#### Provided records:
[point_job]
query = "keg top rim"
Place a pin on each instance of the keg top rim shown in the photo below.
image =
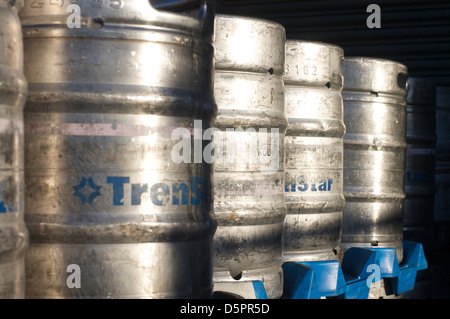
(318, 43)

#### Task:
Write the lines from the line containing "Place a pin" through the last line of the data out again exactly, and only those lines; pictures stay out.

#### Written answer:
Place a pin on each instance of the keg top rim shown in the photo below.
image =
(318, 43)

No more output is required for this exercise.